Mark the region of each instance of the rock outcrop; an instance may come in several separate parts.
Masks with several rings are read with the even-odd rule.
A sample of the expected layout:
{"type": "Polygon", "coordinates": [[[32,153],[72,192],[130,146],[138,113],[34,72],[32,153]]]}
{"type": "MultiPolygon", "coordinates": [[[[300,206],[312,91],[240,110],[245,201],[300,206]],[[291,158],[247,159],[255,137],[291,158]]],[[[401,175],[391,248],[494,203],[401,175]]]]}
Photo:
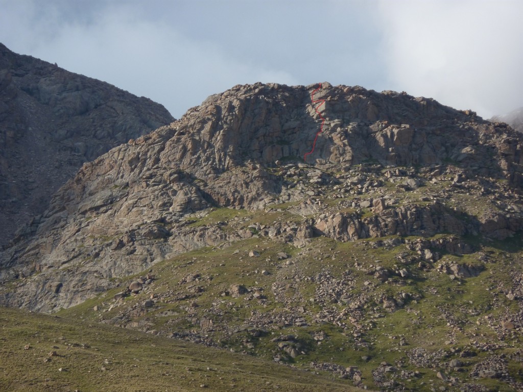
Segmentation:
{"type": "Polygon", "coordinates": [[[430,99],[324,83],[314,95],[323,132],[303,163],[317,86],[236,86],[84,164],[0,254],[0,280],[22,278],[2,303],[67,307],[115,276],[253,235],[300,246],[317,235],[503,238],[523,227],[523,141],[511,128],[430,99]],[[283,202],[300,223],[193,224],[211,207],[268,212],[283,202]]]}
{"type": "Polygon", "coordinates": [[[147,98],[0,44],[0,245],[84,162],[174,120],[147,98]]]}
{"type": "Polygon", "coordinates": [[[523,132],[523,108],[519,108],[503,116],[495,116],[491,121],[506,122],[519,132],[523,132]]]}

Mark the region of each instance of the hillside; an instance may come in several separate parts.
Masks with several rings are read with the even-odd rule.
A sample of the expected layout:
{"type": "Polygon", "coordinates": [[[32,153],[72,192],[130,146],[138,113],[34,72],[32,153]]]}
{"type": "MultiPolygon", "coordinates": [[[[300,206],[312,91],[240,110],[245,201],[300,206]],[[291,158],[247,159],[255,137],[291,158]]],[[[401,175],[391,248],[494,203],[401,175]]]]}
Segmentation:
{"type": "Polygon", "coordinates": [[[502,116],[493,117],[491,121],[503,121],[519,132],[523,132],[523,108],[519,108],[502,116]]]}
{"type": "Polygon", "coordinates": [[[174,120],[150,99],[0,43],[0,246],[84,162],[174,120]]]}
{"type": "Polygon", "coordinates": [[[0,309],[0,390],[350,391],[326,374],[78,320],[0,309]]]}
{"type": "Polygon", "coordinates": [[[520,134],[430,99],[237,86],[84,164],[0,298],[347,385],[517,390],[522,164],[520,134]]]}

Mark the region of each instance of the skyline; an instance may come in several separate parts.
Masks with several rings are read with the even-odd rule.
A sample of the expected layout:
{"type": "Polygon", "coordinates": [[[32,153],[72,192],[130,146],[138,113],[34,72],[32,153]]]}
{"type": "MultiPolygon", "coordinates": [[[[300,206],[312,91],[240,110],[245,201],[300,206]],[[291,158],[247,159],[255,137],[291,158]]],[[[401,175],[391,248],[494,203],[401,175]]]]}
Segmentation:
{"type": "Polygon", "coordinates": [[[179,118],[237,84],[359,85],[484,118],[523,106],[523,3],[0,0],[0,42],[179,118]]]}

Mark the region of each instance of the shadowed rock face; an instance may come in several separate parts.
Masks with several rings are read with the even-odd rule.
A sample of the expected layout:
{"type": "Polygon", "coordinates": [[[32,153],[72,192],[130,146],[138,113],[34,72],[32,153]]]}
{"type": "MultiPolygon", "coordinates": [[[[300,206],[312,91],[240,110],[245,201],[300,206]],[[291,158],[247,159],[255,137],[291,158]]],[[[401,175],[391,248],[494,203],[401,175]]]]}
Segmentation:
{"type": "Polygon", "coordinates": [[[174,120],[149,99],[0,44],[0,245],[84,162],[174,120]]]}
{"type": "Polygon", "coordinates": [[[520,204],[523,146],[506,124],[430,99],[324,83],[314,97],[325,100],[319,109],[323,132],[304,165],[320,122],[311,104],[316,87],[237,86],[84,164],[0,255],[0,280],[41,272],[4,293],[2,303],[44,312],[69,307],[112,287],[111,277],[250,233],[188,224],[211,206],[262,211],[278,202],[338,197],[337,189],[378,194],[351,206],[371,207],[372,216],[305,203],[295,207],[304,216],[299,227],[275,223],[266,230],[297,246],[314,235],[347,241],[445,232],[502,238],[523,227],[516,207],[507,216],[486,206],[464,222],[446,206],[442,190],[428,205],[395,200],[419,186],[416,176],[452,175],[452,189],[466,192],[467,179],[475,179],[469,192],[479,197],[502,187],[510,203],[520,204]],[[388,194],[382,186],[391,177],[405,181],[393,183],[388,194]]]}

# Goal
How many of the lines above contain the word "each"? Reply with the number alone.

# The output
4